==== Text for analysis
Yeah see those are the "typical" daddy long legs, or cellar spiders.


I think the Brazilian Wandering Spiders are the most venomous, or atleast up there.


----------



## P. Novak (Jun 2, 2007)

*Sorry for the third post in a row, but..*

apparently Phoneutria nigriventer(Common name Brazilian Wandering Spider) has been dubbed the worldest deadliest spider, or atleast the genus Phoneutria. Look it up if you're curious.


----------



## worm (Jun 2, 2007)

i used to be realy good at this spider thing and i do belive the top pic you have is a common cob web spider and they do have silk glands and im shure some sort of venom.   I have only ever heard that there are about 5 poisnous spiders to be aware of and i dont have the compleat list infront of me but 
1)black widow
2)brown recluse
3)yellow sac spider
4) hobo spider
5)still thinking

lol....sorry i found the list online but cant now so thats all i got and maybe the funnel belongs on there as well


----------



## P. Novak (Jun 2, 2007)

worm said:


> i used to be realy good at this spider thing and i do belive the top pic you have is a common cob web spider and they do have silk glands and im shure some sort of venom.   I have only ever heard that there are about 5 poisnous spiders to be aware of and i dont have the compleat list infront of me but
> 1)black widow
> 2)brown recluse
> 3)yellow sac spider
> ...


Is that the rating order?? Cause I would definately have to disagree.


----------



## Bothrops (Jun 2, 2007)

I disagree too.

_Phoneutria spp_. and _Atrax robustus_ are in the top of the list.


----------



## Drachenjager (Jun 2, 2007)

worm said:


> to be honest doesnt the dady long legs belong to the tick family or mite family cuz of only one body part.  I had done some reading and from my understanding they are bottom feeders and more less do the removing of old freshly dead carcasses.   But correct me if im wrong.


yeah there is what most people here call daddy long legs and its a harvestman and not a spider at all but there also is a type of spoder called a daddy longlegs too but its not dangerous and the venom isnt particularly harmfull and it CAN bite you lol but to no harm


----------



## worm (Jun 2, 2007)

Novak said:


> Is that the rating order?? Cause I would definately have to disagree.


no sir i was just putting them up there maybe i should of used bullets or dots insted...lol


----------



## P. Novak (Jun 2, 2007)

worm said:


> no sir i was just putting them up there maybe i should of used bullets or dots insted...lol


Yeah lol, but your definately missing more venomous spiders then the ones listed.

We need Stefan2209 to come into this thread and tell us what he knows.


----------



## Drachenjager (Jun 2, 2007)

Novak said:


> Yeah lol, but your definately missing more venomous spiders then the ones listed.
> 
> We need Stefan2209 to come into this thread and tell us what he knows.
========
# Work to complete
Reproduce word for word the passage of the spider thread that opens with the words containing "I think the" and closes with "if you're curious.". The records play no part in this work.
==== Excerpted records
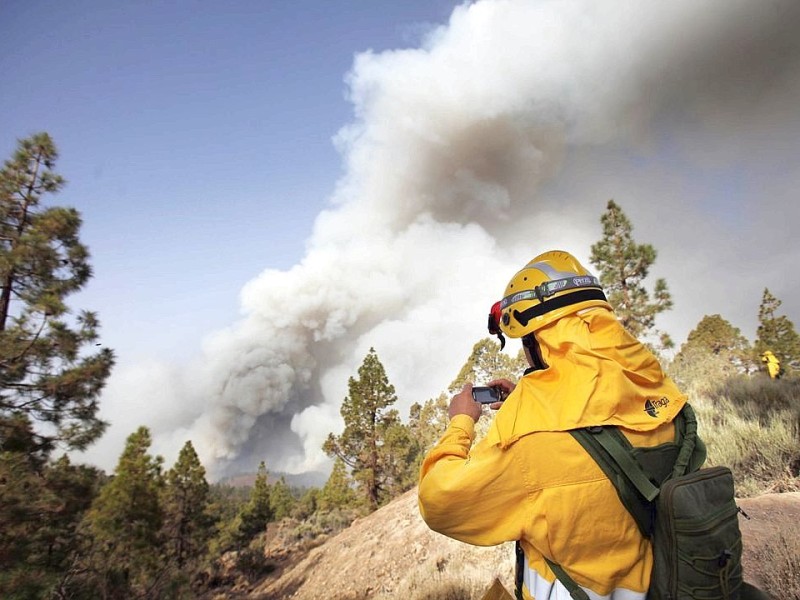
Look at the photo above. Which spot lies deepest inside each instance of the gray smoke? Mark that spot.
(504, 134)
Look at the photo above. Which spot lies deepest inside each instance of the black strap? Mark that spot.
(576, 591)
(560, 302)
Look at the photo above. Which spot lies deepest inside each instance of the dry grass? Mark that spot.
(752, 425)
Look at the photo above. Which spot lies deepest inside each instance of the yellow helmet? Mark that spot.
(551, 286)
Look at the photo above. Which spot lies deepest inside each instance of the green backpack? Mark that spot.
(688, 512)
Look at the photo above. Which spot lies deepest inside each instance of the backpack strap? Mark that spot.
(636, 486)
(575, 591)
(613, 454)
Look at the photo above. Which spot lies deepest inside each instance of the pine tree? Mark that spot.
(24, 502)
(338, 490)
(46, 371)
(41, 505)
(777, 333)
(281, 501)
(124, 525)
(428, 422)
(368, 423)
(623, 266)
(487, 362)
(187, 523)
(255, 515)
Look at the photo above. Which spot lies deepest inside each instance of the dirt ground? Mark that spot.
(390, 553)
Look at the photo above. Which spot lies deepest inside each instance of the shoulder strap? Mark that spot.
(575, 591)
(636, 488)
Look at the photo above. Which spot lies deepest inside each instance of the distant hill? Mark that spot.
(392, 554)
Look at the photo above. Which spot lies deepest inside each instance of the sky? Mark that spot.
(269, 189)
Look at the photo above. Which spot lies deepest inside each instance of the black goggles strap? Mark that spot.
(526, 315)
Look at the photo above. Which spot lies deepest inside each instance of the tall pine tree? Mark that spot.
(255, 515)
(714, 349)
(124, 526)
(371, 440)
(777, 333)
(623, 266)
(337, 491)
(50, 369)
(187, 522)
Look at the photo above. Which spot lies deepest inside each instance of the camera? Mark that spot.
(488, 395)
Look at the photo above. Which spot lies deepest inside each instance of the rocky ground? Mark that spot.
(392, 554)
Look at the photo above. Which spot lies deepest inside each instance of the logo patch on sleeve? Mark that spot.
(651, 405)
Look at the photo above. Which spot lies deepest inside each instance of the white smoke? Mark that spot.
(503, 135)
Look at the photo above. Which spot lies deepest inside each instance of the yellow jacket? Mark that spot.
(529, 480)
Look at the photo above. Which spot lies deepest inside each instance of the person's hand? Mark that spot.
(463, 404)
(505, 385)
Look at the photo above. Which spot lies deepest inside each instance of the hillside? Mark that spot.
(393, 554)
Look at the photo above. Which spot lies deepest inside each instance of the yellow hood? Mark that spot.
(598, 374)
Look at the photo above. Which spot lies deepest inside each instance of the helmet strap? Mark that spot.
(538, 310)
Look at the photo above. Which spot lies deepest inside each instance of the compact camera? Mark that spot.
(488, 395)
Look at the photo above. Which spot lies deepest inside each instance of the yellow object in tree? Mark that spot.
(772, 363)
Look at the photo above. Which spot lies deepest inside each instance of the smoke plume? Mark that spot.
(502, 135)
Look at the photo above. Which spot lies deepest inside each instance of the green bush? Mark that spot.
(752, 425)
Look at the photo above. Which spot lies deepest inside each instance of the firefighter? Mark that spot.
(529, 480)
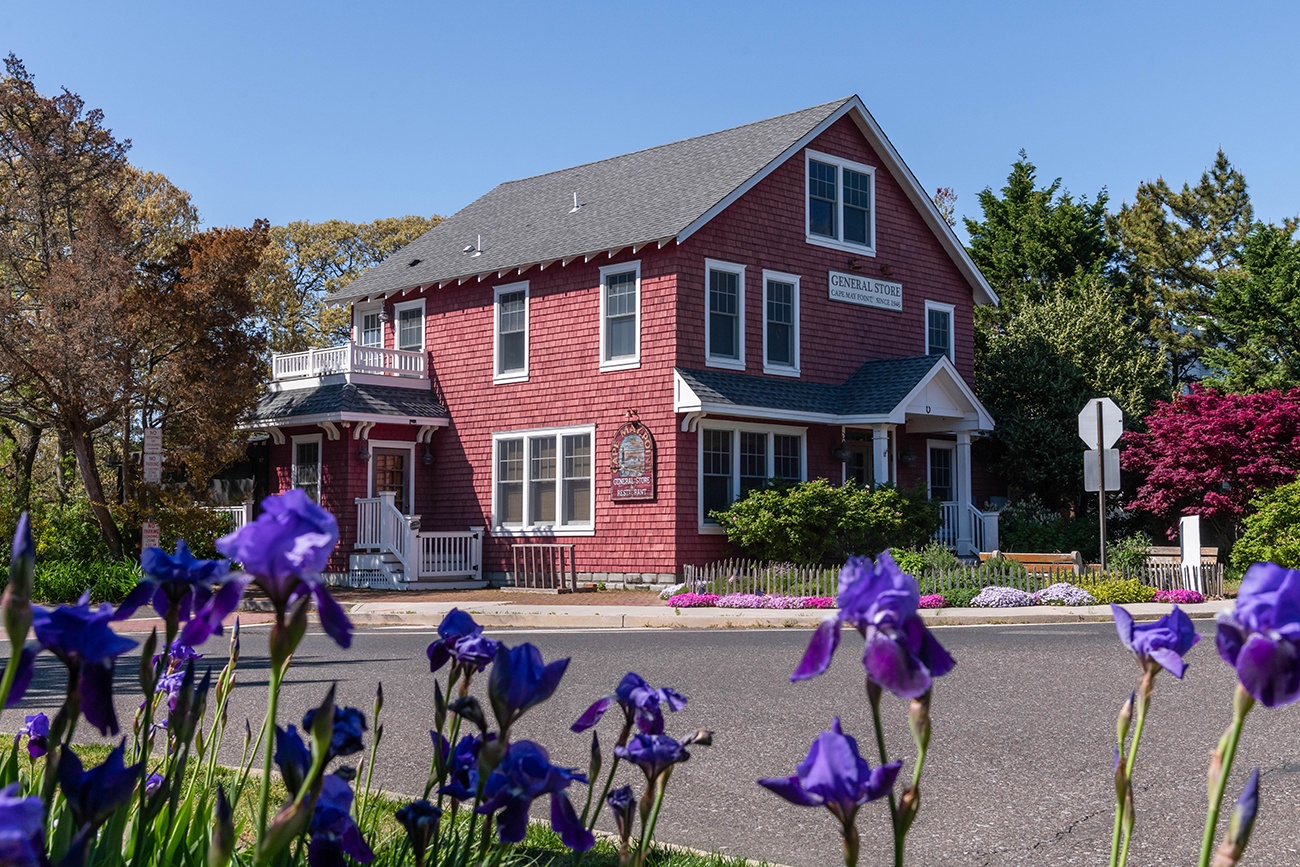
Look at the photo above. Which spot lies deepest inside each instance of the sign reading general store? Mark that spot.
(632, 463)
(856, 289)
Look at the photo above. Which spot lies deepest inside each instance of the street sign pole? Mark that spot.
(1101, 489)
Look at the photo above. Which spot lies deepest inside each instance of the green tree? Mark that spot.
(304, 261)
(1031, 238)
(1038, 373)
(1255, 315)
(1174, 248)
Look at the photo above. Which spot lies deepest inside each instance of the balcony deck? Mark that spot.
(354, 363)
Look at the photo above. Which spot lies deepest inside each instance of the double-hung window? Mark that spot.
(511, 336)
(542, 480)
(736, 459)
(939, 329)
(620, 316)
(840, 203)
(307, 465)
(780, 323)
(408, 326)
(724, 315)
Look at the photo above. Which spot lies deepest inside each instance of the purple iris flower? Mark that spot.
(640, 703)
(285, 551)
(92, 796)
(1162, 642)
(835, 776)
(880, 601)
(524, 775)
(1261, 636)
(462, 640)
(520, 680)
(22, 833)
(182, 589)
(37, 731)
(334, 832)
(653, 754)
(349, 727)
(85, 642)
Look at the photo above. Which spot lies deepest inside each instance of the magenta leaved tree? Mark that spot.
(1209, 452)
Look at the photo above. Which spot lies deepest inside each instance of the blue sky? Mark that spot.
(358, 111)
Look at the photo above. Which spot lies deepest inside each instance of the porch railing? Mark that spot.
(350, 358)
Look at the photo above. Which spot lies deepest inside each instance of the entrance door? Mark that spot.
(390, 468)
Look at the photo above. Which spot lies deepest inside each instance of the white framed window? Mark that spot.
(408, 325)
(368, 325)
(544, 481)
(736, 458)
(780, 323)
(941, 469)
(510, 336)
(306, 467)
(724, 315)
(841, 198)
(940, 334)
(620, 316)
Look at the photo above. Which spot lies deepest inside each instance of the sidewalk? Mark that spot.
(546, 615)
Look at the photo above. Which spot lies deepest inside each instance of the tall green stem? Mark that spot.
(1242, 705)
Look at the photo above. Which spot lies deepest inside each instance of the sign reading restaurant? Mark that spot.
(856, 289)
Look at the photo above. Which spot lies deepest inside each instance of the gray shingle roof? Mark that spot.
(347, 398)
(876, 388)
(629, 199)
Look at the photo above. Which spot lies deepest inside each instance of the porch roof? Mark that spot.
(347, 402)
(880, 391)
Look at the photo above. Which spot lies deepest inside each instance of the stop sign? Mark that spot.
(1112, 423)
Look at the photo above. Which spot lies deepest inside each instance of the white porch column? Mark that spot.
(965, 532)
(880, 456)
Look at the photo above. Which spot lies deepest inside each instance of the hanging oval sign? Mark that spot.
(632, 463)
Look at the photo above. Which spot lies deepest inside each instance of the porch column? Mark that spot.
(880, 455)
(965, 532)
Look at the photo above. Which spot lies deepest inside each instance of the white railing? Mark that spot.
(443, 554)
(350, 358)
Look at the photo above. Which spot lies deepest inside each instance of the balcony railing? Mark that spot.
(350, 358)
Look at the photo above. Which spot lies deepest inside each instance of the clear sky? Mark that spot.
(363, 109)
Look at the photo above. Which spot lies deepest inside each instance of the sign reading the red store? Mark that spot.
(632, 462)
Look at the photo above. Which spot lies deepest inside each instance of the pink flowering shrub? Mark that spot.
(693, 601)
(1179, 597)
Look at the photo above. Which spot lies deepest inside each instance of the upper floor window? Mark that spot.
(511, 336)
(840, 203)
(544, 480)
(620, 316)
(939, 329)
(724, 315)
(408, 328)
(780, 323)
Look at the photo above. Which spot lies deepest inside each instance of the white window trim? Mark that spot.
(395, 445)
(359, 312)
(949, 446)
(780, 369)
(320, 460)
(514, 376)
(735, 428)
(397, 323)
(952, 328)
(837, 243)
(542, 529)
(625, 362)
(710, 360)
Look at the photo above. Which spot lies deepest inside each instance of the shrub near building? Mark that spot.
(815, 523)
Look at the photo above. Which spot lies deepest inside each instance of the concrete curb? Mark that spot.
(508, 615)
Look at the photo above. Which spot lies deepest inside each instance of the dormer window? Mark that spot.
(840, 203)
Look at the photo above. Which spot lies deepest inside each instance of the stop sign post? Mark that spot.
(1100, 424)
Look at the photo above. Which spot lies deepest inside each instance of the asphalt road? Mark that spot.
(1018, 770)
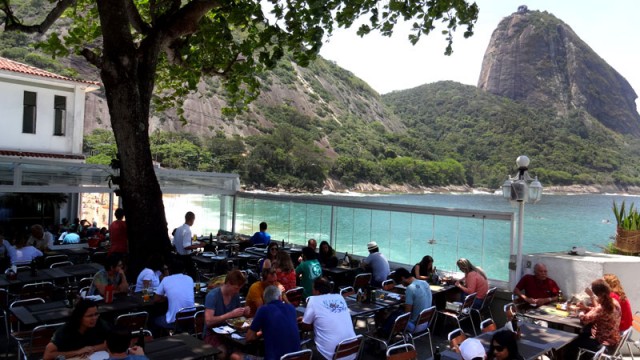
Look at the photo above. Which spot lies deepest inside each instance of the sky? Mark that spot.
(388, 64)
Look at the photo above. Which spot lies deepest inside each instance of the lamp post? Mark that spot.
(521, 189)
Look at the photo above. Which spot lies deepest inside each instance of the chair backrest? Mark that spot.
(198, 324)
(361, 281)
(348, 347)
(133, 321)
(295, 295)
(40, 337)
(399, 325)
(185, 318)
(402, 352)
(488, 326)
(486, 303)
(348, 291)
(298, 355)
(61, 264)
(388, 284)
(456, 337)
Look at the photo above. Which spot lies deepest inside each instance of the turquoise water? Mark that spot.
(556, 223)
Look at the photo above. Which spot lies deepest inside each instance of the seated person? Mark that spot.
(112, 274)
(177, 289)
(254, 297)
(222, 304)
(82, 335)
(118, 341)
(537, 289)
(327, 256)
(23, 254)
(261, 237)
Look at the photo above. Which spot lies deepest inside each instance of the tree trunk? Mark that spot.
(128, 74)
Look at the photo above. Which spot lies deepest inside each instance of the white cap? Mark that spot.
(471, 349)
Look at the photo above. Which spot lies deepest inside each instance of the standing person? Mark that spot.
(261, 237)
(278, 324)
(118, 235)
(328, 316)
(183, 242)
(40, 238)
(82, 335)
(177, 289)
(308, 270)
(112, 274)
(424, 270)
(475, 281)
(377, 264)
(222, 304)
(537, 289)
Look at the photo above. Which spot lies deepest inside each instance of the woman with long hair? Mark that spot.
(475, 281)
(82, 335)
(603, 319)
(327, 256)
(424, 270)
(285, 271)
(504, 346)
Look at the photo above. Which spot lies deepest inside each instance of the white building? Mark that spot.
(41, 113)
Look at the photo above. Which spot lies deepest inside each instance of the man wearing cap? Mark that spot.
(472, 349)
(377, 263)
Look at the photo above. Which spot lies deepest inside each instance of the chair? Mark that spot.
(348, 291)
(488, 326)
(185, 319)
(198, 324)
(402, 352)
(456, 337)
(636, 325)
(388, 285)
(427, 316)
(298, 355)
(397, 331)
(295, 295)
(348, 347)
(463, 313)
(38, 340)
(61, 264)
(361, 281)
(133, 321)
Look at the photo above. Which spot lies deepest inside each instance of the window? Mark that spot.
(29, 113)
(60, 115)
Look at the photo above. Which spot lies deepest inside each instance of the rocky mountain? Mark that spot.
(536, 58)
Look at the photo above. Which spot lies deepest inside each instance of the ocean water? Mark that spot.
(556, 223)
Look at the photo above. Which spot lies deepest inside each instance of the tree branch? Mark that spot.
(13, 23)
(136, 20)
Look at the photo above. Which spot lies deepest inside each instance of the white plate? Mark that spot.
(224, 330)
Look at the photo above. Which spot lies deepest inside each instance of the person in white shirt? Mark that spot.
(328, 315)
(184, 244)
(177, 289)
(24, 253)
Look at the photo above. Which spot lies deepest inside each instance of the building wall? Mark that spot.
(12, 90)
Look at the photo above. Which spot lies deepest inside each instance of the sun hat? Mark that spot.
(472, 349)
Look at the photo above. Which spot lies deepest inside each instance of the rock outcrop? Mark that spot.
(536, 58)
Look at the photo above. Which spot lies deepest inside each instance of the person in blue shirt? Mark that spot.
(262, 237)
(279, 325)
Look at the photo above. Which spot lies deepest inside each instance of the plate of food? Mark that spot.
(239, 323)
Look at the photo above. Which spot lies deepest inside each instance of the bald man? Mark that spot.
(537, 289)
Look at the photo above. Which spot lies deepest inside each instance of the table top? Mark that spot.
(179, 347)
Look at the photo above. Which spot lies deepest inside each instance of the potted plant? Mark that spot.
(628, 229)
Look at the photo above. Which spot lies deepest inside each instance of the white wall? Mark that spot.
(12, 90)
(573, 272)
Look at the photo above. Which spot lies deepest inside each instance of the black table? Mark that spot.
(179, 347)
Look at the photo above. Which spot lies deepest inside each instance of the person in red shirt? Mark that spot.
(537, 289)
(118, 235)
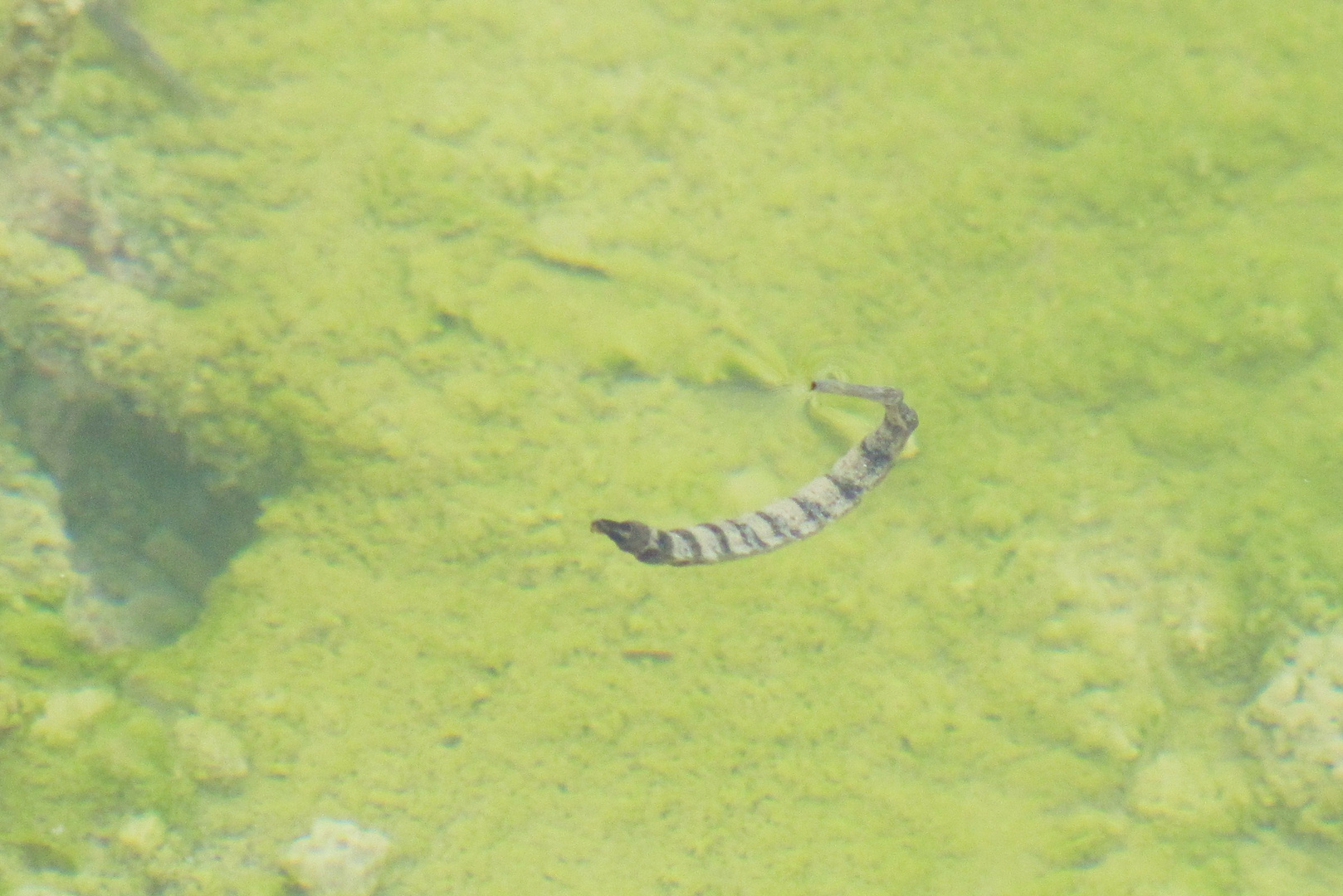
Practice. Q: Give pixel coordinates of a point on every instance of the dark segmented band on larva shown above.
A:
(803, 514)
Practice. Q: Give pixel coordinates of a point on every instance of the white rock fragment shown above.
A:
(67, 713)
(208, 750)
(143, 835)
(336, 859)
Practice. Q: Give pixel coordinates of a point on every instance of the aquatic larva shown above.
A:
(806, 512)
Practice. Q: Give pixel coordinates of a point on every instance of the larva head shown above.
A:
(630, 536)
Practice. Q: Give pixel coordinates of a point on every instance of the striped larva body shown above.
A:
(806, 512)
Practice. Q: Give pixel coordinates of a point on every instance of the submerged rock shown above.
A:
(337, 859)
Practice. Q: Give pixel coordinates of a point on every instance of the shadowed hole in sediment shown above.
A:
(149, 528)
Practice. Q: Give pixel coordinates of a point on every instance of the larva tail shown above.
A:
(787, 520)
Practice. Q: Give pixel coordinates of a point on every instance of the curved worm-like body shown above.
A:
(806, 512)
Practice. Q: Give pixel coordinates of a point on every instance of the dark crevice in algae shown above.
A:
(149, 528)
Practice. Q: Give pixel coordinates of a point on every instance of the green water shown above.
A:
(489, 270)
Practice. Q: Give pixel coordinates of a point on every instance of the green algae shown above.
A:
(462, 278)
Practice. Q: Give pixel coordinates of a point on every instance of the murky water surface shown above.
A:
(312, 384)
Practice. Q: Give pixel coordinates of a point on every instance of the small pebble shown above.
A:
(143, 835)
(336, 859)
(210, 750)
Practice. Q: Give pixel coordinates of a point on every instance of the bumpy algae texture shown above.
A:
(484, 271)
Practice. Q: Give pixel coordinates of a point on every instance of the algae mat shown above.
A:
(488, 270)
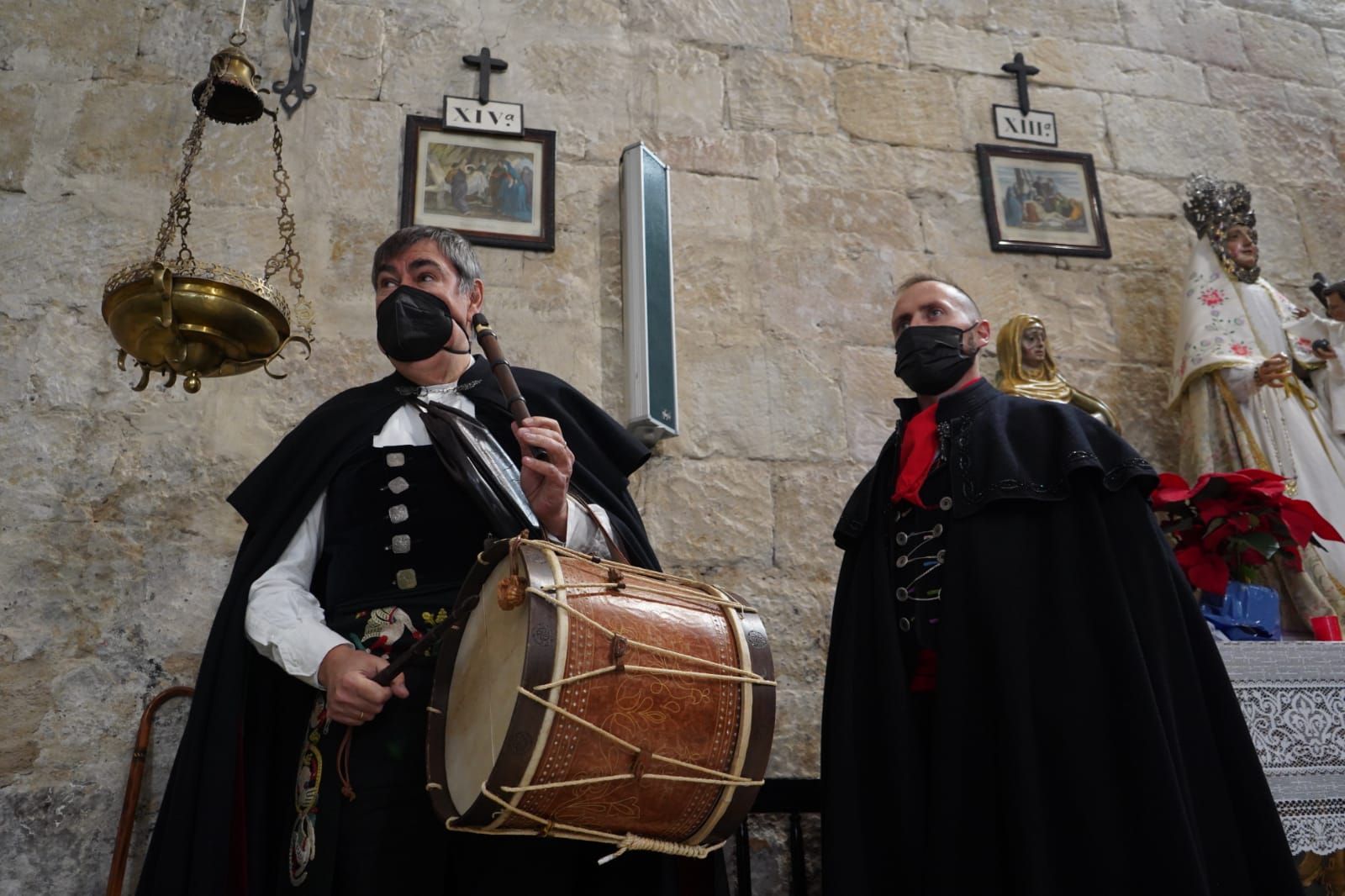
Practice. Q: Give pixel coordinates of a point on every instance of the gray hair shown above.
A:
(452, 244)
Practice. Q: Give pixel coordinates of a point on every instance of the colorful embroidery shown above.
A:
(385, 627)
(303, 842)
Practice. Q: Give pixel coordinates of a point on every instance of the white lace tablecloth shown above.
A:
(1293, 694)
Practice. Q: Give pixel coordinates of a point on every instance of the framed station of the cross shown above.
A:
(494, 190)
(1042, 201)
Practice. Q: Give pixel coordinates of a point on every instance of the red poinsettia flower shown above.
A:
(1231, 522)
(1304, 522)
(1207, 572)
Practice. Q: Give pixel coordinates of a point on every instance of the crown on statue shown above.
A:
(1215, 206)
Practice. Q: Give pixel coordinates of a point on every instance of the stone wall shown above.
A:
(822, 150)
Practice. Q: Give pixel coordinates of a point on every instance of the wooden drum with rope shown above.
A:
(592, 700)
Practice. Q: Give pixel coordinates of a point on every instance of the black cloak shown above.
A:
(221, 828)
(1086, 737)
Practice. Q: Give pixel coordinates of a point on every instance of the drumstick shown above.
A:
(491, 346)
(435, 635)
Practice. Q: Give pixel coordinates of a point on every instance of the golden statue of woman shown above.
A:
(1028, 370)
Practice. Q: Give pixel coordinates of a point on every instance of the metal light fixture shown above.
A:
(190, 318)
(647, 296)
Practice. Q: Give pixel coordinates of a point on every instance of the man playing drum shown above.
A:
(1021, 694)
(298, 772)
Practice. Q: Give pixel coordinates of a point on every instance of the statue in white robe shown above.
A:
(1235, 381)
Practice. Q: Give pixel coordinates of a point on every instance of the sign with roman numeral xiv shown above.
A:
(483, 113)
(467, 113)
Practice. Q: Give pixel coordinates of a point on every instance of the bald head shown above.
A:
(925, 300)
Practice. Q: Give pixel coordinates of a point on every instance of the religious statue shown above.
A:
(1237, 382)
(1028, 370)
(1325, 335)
========
# Exercise solution
I think the Brazilian Wandering Spiders are the most venomous, or atleast up there.


----------



## P. Novak (Jun 2, 2007)

*Sorry for the third post in a row, but..*

apparently Phoneutria nigriventer(Common name Brazilian Wandering Spider) has been dubbed the worldest deadliest spider, or atleast the genus Phoneutria. Look it up if you're curious.